Provided passage
-=-=-=-=-

There is a widespread belief that the Knights Templar were not completely destroyed but survived to become Freemasons. Is there any truth to this claim?
One of the main problems with this theory is that many Freemasons claim that their organisation pre-dates the Knights Templar, not just by centuries, but by millennia. They trace the origins of Freemasonry back to Ancient Egypt or later in Saxon England, for example. But then others believe that Freemasonry arose out of a curious synthesis between “operative” stone masons (masons who actually built things) and Templars who were on the run from the Roman Catholic inquisition.
The end of the Knights Templar
The key date on the Templar side of things is 1307 when King Philip IV of France sent out arrest warrants for every member of the order in his kingdom. Supported (even if reluctantly) by Pope Clement V, he began a process of dismantling the Knights Templar, after two centuries of crusading for Christ. In 1312, they were officially banned at the Council of Vienne and in 1314, the last grand master, Jacques de Molay, was burned at the stake. Throughout Europe, Templar assets were disposed off and the members of the order melted into the population.
Mainstream historians argue that was the end of the Knights Templar. Those calling themselves Templars after 1314 were doing so mainly from the 17th century to the present day. The majority of these people are Freemasons with no real historical connection to the Templars. Among Freemasons themselves, there are very different opinions. Most public Masonic voices agree the Templar origin story is a myth – or at least allegorical, not literal. But others are adamant that there is a real link to the medieval knights.
What did the Freemasons say?
When Freemasonry started to emerge in the late 17th century, it claimed ancient roots – going back to the stone masons of the ancient world. The consensus view was that Freemasonry stretched way further back than the Middle Ages. But then Dr James Anderson published The Constitutions of the Free-Masons in 1723 in which he stated that stone masons exercised an influence on “the Warlike Knights”.
Another Mason, Chevalier Ramsay, talked about the Freemasons during the Crusades forming an “intimate union with the Knights of St John of Jerusalem (the Hospitallers)”. Contrary to a widespread erroneous opinion, he never linked the Templars by name to the Masons. Meanwhile, William Hutchinson in 1775 argued that it was Roman Catholic priests in the medieval period who were the proto-Masons initiating crusaders into the secret rites of the Masonic brotherhood.

-=-=-=-=-

Entries supplied
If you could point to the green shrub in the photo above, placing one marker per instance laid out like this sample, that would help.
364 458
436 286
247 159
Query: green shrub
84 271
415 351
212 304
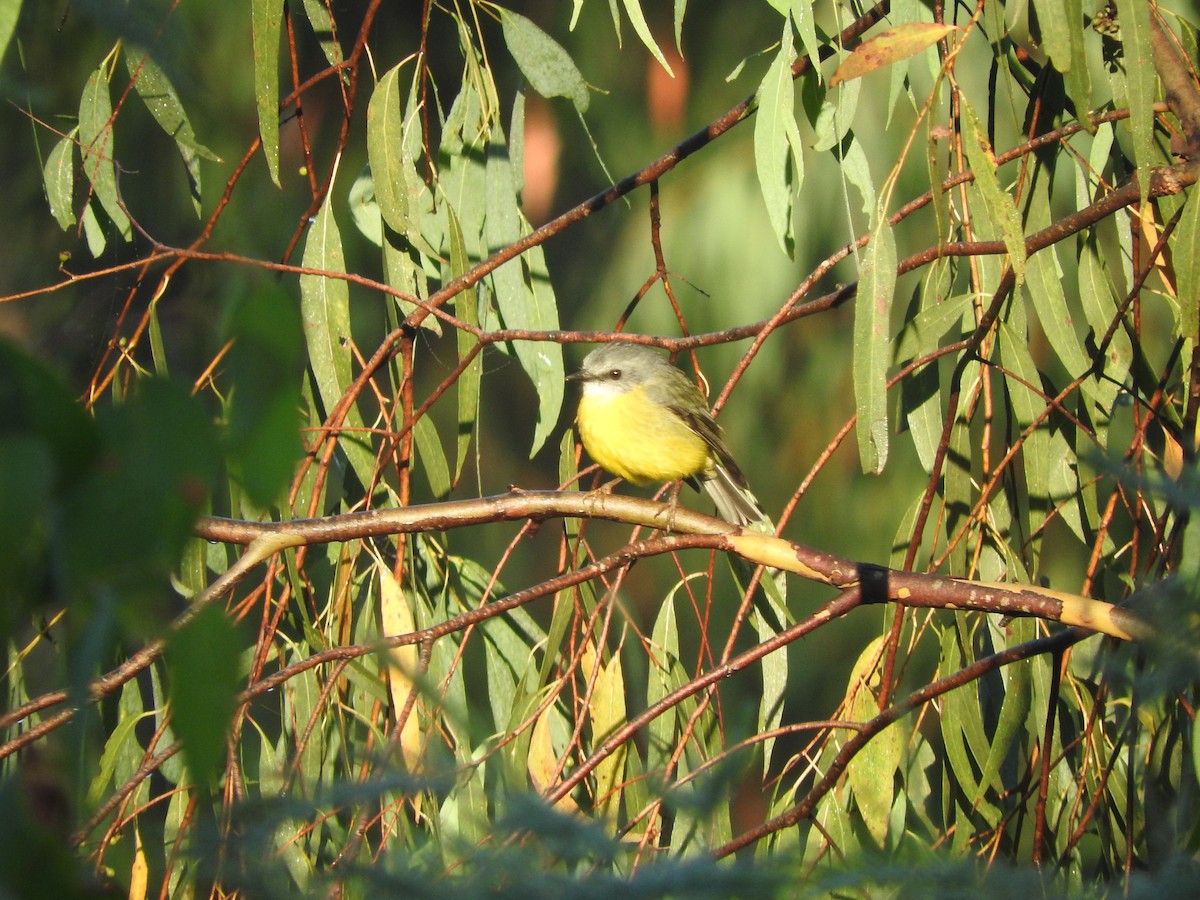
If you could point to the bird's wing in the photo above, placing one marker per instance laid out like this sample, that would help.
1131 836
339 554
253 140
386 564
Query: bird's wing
707 427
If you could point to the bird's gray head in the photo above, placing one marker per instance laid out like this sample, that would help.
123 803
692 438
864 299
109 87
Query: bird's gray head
618 367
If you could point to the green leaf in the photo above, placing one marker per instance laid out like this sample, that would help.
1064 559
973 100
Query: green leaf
957 481
93 232
1186 255
1099 307
115 748
96 144
634 10
871 773
545 64
888 47
385 150
265 366
323 28
432 456
59 177
1000 205
161 99
523 293
325 311
135 513
922 401
779 156
804 18
1044 288
10 11
267 17
203 659
873 317
1027 405
1140 84
467 309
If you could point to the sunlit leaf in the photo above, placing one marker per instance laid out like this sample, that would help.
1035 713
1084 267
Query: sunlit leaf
267 18
59 177
607 712
467 309
323 28
888 47
871 773
777 143
1001 209
396 618
642 29
873 317
203 660
325 311
543 60
1140 84
385 149
10 11
96 145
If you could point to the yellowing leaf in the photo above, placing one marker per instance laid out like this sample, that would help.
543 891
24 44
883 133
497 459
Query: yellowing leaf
607 712
888 47
543 761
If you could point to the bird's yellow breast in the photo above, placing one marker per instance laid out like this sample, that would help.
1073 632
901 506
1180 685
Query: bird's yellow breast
637 439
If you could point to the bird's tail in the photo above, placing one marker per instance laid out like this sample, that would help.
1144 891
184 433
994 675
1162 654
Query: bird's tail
735 502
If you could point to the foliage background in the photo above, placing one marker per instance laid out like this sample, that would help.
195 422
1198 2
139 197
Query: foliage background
396 771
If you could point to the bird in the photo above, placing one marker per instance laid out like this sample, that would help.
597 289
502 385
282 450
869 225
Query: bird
643 420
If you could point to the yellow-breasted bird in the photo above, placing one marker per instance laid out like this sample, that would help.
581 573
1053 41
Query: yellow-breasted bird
643 420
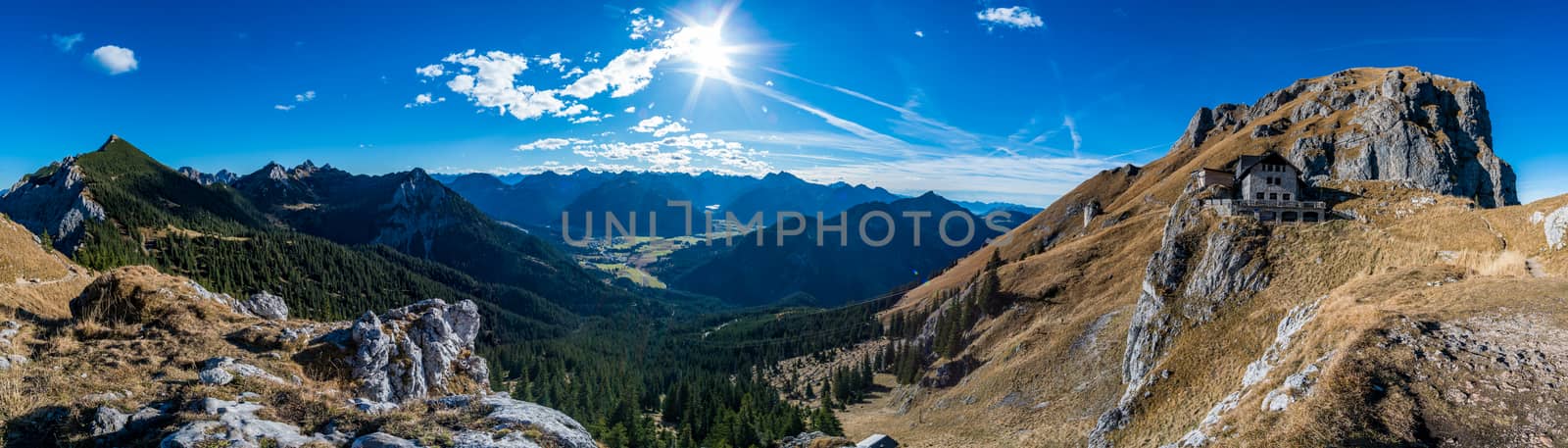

-=-=-=-=-

Problem
Reproduce word for word the stretch of the Knights Templar passage above that starts with the words containing "Mainstream historians argue" and ends with "the medieval knights.".

Problem solution
Mainstream historians argue that was the end of the Knights Templar. Those calling themselves Templars after 1314 were doing so mainly from the 17th century to the present day. The majority of these people are Freemasons with no real historical connection to the Templars. Among Freemasons themselves, there are very different opinions. Most public Masonic voices agree the Templar origin story is a myth – or at least allegorical, not literal. But others are adamant that there is a real link to the medieval knights.